* **Exercise details**
Each line from the one that contains "the person walking" to the end of the material must be set down exactly, and no line before it.

--- begin Record set ---

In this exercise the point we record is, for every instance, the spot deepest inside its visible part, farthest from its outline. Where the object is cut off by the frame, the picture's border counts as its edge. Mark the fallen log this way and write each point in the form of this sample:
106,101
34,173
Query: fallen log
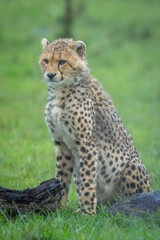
44,197
138,205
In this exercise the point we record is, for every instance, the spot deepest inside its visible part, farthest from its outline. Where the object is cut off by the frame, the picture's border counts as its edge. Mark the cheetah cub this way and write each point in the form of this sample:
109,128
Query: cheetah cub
89,136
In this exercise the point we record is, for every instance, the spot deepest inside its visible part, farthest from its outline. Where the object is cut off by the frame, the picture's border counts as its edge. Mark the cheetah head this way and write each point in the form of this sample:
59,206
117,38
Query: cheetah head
63,61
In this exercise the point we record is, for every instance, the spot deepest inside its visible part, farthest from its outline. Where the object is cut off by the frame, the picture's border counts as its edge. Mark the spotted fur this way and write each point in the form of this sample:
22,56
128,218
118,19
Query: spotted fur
89,136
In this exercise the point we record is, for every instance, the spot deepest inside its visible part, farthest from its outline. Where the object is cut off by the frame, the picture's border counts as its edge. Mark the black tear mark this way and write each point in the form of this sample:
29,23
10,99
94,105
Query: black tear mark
71,66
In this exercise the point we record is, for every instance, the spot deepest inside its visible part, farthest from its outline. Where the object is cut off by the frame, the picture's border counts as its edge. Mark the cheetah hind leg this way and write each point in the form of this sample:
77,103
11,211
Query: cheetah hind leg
135,178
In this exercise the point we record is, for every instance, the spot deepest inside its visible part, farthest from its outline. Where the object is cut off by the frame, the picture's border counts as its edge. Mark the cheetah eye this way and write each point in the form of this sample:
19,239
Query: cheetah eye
45,61
61,62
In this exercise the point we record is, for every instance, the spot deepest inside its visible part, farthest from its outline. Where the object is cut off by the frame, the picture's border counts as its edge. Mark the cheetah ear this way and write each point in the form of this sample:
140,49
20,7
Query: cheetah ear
44,43
80,48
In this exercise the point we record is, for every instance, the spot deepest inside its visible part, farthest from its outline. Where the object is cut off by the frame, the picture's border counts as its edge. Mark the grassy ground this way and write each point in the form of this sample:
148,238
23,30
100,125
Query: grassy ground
122,40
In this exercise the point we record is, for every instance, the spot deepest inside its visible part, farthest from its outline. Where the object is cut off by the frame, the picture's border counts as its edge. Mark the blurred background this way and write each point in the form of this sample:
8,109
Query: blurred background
123,52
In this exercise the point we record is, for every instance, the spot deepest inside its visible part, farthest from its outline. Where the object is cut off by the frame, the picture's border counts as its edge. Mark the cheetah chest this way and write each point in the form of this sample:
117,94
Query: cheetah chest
55,120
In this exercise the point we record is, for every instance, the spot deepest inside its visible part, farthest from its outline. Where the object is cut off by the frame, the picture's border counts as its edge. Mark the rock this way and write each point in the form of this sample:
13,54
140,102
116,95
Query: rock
137,205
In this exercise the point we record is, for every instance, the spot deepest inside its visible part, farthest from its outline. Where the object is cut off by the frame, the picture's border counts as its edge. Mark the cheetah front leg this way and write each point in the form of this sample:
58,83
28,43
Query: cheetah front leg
135,178
88,165
64,169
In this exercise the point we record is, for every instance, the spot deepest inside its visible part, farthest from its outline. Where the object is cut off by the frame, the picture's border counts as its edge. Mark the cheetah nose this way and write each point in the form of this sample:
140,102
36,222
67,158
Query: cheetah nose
51,75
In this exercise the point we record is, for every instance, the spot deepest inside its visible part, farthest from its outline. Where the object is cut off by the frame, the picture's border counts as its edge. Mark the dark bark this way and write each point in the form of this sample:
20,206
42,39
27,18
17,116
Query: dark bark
45,196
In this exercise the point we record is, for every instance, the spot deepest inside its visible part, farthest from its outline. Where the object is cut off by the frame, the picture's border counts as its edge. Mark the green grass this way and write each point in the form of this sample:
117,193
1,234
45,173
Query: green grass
122,40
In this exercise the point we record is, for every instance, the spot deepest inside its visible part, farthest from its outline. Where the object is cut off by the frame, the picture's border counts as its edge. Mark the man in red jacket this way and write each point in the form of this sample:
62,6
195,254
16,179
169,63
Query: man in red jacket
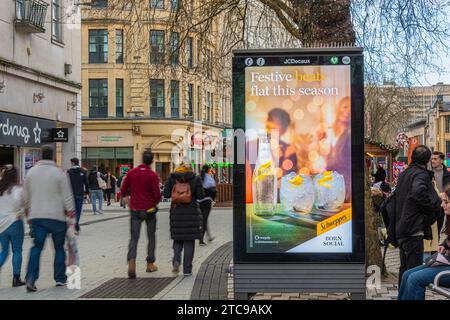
142,186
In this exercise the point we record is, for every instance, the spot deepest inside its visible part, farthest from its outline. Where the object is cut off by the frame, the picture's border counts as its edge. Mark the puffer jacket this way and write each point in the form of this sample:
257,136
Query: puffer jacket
417,203
185,219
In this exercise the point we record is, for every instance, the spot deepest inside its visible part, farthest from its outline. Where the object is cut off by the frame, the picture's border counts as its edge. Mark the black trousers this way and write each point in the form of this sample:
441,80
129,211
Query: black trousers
108,193
440,221
411,254
136,219
188,256
205,207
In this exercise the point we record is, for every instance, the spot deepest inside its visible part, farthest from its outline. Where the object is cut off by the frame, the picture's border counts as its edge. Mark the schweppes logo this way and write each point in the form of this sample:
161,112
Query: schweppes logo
335,221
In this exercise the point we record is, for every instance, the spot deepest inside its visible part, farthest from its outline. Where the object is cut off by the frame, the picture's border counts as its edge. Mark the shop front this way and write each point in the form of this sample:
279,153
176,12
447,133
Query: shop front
21,138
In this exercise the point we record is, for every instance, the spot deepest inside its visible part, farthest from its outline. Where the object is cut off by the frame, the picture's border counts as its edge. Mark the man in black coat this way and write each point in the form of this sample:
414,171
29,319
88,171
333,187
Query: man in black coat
185,219
442,179
417,206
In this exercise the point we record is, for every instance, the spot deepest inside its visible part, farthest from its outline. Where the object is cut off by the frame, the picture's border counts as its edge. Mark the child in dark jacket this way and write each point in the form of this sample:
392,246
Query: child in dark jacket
185,218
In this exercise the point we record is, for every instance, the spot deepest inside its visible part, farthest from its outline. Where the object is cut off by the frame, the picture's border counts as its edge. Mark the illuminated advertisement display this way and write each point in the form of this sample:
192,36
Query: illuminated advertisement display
301,116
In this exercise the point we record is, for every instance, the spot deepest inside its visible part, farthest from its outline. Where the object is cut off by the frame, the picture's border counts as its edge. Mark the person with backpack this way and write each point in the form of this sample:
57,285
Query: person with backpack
442,178
96,186
110,187
80,186
119,185
11,223
142,186
185,188
417,207
415,281
209,188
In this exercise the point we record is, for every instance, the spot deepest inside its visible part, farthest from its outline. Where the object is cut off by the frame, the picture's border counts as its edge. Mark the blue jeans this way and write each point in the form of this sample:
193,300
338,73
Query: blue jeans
41,228
79,208
15,235
94,195
415,280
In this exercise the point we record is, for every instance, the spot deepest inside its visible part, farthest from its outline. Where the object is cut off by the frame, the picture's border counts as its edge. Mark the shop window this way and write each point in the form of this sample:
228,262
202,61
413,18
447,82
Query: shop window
98,46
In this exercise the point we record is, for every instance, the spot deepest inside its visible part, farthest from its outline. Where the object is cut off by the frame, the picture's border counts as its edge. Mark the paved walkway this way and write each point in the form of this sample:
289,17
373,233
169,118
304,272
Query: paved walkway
388,290
103,246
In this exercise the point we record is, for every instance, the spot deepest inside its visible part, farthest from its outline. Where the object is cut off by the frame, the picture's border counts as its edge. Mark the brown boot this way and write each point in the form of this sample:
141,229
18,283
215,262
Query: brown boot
151,267
132,269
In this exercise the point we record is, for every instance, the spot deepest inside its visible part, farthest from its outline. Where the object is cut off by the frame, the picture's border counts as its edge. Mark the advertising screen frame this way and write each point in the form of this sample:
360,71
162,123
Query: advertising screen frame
301,57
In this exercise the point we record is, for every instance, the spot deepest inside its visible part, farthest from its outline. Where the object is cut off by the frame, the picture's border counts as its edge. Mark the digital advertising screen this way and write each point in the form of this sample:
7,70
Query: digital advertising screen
300,149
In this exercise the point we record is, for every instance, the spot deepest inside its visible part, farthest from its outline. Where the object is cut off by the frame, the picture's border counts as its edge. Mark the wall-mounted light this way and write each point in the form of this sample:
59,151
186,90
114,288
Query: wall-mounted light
71,105
38,97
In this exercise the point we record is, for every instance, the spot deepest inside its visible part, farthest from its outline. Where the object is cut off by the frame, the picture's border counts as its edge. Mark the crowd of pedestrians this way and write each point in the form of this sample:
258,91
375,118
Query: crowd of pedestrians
51,201
416,212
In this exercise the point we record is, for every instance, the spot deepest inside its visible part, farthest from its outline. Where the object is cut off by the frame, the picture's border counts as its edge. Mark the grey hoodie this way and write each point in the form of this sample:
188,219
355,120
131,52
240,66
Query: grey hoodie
47,192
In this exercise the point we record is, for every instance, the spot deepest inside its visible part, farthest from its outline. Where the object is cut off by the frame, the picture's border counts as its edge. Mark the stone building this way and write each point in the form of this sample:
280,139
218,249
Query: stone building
40,80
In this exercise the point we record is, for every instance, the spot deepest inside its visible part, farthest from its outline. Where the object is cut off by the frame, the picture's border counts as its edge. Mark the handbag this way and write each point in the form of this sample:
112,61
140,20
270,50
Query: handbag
438,260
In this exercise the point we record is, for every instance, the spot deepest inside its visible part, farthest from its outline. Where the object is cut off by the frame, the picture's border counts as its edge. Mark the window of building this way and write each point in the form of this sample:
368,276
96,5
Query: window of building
157,101
189,52
99,3
119,98
199,103
119,46
174,5
447,148
157,47
157,4
56,20
190,96
208,63
174,99
208,106
98,98
98,46
174,43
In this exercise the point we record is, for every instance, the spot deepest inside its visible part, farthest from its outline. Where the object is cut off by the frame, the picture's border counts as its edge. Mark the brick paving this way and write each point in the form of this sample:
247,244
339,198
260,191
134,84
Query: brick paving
103,244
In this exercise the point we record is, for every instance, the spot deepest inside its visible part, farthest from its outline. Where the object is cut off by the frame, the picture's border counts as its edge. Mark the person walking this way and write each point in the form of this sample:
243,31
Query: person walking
142,186
119,185
11,223
442,178
415,281
80,187
110,187
48,201
417,206
96,182
185,188
210,191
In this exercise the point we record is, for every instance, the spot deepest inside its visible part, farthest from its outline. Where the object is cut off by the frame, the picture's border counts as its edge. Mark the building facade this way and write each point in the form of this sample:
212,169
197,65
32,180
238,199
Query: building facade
40,80
146,82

--- end Record set ---

* **Completed exercise**
In this exercise the point we record is, for every instance, the spot deepest inside its visible part, farthest from its outline. Where the object is cut off by the frame, the picture's border counts as its edge. Mark the person walking this way and write each point in the form of this sample:
243,31
Query: person walking
142,186
119,185
11,223
442,178
415,281
80,187
110,187
48,201
417,206
96,182
185,188
210,191
In this exercise the point we record is, for every instance, the spot deepest inside its visible part, farthest from its outline. Where the object is cut off by the frame, the picture's border counts as its edge. Mark the building facade this way and write each point in the form of this sample:
212,169
197,65
32,180
238,199
Query: building facade
40,80
146,82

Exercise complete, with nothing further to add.